TASK TO COMPLETE:
Identify every line in the rows below that contains the string "negative", and copy each of those lines in full.

EXTRACTED RECORDS:
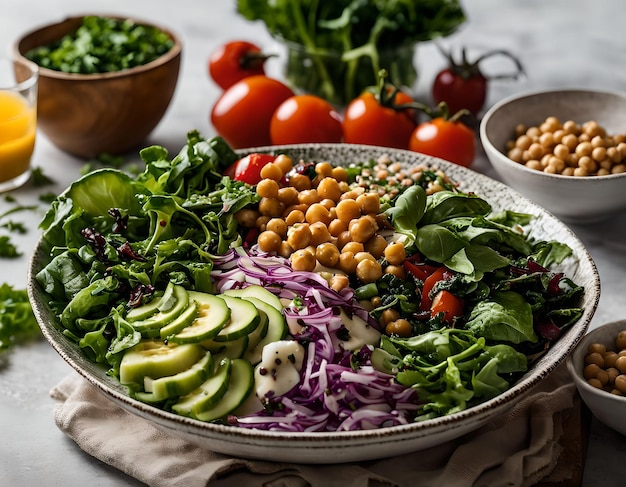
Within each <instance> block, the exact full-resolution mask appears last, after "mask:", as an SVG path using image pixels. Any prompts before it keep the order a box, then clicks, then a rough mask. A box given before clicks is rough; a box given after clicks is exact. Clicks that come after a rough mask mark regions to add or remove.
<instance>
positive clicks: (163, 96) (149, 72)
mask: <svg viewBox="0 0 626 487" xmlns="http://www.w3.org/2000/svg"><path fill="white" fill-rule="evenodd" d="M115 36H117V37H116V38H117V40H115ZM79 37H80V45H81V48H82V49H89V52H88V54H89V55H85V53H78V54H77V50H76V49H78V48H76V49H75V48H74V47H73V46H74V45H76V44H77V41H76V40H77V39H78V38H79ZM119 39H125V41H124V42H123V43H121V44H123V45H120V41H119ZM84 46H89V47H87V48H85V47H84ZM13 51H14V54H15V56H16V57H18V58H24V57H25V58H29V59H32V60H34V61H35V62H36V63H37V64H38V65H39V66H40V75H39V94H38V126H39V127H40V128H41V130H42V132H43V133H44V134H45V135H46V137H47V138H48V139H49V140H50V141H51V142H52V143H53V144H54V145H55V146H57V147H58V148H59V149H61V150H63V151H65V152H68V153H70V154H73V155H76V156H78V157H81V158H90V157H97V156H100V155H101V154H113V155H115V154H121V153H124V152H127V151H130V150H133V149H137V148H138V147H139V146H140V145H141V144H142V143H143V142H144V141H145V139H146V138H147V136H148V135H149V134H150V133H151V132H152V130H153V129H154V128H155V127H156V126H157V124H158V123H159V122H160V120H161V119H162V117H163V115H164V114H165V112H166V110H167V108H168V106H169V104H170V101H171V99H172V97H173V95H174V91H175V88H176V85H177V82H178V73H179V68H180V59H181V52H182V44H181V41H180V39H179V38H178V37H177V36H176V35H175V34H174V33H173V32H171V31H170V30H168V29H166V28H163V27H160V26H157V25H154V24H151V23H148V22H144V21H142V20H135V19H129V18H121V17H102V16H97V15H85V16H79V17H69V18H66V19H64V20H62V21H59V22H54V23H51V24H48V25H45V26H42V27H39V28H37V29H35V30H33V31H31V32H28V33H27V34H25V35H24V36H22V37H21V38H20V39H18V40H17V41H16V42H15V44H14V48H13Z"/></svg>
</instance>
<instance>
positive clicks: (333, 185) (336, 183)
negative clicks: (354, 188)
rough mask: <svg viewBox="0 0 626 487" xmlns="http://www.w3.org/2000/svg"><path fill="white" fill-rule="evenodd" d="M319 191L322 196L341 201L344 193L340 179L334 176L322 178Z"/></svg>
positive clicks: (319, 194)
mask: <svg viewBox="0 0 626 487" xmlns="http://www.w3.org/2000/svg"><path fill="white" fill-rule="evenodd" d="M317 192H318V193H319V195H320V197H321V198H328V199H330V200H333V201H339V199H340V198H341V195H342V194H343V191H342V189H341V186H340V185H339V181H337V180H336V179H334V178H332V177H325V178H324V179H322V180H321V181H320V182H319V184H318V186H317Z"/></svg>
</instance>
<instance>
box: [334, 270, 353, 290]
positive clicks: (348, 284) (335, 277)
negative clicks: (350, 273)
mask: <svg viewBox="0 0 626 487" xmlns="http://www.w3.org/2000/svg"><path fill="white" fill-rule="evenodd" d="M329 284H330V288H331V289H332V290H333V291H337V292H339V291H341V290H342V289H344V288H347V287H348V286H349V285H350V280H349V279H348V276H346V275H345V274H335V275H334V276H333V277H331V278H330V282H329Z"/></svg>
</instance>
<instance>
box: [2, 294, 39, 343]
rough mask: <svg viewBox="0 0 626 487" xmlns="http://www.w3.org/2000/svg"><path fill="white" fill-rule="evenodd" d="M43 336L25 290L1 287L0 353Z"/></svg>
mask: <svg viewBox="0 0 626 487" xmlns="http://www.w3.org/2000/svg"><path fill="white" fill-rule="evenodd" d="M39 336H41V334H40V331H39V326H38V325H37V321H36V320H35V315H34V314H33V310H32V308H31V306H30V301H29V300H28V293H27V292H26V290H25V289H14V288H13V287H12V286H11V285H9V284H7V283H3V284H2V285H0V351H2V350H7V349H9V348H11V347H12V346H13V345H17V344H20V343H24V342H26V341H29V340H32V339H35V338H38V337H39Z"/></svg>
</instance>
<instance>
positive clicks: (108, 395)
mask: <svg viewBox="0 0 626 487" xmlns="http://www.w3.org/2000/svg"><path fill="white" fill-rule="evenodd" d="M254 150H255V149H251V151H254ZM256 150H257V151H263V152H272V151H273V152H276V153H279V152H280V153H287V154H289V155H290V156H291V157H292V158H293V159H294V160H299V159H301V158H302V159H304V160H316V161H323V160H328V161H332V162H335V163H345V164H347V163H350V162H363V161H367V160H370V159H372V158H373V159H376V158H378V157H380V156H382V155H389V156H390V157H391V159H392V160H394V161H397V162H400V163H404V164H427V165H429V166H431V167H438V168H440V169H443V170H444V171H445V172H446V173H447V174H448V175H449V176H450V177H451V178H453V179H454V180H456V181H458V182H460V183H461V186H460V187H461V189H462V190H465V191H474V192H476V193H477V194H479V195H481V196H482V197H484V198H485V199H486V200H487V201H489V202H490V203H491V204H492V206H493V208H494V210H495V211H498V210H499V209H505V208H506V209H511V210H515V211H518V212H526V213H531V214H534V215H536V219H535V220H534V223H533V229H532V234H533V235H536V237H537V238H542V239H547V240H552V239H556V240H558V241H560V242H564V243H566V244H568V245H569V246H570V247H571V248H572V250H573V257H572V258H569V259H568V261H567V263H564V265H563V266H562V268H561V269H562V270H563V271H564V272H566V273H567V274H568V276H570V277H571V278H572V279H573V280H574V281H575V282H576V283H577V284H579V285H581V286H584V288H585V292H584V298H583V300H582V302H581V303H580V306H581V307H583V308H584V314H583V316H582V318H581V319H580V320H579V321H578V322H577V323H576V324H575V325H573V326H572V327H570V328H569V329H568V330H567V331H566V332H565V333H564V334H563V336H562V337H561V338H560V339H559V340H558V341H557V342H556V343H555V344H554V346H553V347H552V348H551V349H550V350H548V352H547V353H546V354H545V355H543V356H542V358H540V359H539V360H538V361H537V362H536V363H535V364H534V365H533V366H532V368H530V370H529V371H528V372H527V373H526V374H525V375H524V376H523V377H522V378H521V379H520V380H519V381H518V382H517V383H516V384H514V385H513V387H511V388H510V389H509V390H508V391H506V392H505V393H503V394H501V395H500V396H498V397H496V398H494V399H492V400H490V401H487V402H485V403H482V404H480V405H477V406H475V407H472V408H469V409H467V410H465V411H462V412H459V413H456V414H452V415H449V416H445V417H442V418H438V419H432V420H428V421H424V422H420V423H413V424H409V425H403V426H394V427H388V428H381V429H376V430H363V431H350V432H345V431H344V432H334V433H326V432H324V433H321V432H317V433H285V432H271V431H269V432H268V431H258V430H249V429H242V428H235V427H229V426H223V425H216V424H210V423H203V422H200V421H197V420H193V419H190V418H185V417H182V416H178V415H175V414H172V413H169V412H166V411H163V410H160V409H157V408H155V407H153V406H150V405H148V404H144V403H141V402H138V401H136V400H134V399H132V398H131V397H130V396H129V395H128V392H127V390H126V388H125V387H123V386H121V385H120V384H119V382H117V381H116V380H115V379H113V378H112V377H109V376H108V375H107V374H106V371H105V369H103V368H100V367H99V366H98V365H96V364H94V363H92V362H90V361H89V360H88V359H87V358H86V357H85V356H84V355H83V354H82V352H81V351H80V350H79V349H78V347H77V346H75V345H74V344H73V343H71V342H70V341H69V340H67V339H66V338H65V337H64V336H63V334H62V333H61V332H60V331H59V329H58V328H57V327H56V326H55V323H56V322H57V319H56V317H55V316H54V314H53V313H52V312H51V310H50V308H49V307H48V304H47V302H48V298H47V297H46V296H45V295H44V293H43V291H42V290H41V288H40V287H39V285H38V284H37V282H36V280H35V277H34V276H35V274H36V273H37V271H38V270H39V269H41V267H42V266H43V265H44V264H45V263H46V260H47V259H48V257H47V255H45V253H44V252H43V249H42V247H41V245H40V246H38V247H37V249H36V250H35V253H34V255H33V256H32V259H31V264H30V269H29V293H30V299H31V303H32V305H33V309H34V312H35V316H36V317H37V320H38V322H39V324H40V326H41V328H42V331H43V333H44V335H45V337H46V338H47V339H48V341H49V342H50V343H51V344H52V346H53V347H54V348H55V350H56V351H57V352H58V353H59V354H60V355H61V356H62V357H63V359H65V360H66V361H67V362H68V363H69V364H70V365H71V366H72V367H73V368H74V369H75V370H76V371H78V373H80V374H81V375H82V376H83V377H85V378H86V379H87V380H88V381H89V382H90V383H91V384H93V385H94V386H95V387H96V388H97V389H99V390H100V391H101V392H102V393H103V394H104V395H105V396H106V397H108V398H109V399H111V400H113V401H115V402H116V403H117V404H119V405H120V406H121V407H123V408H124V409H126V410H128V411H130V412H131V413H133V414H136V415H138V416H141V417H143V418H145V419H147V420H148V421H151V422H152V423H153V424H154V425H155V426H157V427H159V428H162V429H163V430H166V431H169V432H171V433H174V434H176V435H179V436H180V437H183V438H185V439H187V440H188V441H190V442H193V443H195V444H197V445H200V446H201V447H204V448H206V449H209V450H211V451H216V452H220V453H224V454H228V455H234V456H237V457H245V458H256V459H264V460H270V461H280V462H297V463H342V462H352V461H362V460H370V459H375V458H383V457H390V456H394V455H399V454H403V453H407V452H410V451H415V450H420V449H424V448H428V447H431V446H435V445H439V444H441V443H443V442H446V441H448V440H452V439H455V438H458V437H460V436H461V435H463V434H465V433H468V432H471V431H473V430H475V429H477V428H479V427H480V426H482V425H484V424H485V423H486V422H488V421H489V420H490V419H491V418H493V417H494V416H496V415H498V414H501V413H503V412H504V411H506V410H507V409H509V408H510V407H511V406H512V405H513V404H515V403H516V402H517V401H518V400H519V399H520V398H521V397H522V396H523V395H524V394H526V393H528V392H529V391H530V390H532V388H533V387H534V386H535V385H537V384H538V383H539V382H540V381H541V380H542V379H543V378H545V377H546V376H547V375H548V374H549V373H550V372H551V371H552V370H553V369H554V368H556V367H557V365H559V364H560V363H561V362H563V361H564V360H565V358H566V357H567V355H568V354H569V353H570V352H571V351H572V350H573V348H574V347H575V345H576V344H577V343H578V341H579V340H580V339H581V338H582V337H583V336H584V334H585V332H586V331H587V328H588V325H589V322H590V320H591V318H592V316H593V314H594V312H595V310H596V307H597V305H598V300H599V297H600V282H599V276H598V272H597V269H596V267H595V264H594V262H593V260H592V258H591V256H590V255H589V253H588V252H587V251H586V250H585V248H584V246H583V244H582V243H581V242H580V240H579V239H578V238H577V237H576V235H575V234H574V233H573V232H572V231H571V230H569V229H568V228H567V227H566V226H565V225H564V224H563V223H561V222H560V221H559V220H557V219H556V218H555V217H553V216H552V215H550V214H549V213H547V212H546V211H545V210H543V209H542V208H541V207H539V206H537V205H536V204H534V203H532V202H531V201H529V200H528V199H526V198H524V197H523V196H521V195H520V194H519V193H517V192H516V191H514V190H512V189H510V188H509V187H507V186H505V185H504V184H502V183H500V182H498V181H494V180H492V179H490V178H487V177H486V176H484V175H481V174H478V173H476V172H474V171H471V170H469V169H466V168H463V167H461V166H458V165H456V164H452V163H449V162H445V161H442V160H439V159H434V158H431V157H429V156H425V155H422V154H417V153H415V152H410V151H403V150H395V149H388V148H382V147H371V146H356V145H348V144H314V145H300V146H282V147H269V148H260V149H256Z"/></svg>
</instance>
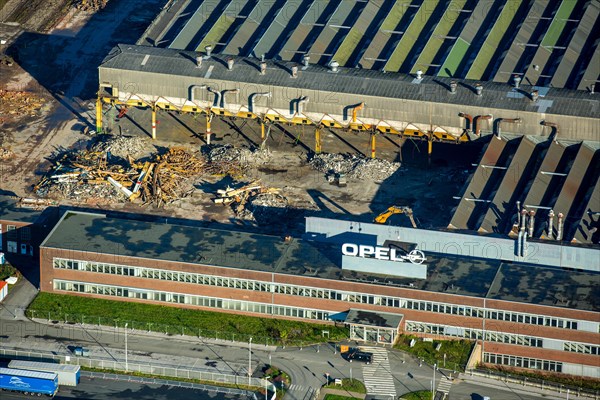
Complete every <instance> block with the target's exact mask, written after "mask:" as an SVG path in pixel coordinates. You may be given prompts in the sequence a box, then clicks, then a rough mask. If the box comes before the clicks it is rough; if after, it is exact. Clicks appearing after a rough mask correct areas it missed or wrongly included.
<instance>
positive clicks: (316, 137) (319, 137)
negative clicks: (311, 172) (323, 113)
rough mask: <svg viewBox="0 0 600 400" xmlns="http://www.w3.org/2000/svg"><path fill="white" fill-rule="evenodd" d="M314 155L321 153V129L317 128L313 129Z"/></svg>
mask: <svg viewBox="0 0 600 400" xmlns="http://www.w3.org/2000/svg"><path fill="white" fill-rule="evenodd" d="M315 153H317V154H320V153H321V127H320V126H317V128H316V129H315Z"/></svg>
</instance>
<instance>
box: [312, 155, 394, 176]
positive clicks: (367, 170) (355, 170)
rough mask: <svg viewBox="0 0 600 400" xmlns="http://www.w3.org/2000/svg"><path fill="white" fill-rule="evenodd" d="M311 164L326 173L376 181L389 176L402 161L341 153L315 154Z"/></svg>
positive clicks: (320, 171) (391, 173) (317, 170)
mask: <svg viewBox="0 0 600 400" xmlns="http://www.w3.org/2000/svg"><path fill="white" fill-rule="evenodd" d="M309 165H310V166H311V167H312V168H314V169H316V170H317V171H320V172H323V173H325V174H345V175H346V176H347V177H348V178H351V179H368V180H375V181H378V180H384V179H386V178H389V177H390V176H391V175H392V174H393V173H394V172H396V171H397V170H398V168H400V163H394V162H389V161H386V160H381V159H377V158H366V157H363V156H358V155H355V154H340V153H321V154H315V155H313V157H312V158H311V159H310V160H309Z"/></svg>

TASK RESULT:
negative clicks: (354, 188)
negative clicks: (350, 273)
negative clicks: (311, 172) (323, 113)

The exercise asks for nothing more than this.